-- DATASET CONTENT start --

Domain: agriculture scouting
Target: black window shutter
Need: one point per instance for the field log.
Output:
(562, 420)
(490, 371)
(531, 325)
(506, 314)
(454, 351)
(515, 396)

-- DATASET CONTENT end --

> SHORT PROBLEM
Copy the entries again, swapping "black window shutter" for "green window shutter" and leaving everything else the same.

> RESULT FOR THIS EXERCISE
Domain: agriculture scouting
Target: green window shutter
Need: one point per instance for the field log.
Output:
(562, 420)
(490, 371)
(531, 325)
(506, 314)
(454, 351)
(515, 396)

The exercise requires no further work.